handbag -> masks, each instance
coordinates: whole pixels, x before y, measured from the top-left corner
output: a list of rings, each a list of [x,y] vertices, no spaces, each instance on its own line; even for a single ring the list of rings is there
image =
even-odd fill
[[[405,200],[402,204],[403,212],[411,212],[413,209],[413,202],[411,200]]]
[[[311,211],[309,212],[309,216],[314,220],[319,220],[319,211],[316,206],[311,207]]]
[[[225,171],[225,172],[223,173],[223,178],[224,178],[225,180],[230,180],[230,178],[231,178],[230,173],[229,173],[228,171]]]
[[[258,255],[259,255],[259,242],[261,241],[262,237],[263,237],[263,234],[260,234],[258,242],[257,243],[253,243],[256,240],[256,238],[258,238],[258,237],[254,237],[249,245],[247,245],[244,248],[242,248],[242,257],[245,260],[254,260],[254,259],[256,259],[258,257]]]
※ ※ ※
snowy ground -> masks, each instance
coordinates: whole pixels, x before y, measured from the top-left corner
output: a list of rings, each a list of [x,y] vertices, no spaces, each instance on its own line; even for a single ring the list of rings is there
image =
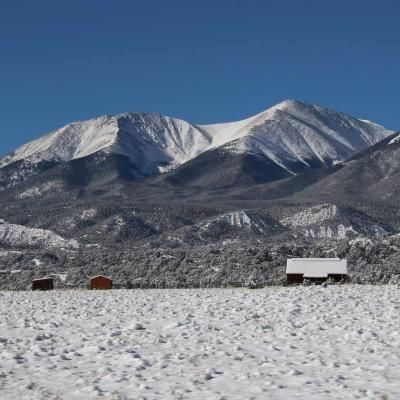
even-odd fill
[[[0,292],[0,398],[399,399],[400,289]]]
※ ※ ※
- _TASK INSTRUCTIONS_:
For each line of the data that includes the word "masks", return a copy of it.

- _TASK RESULT_:
handbag -> masks, each instance
snowy ground -> masks, each instance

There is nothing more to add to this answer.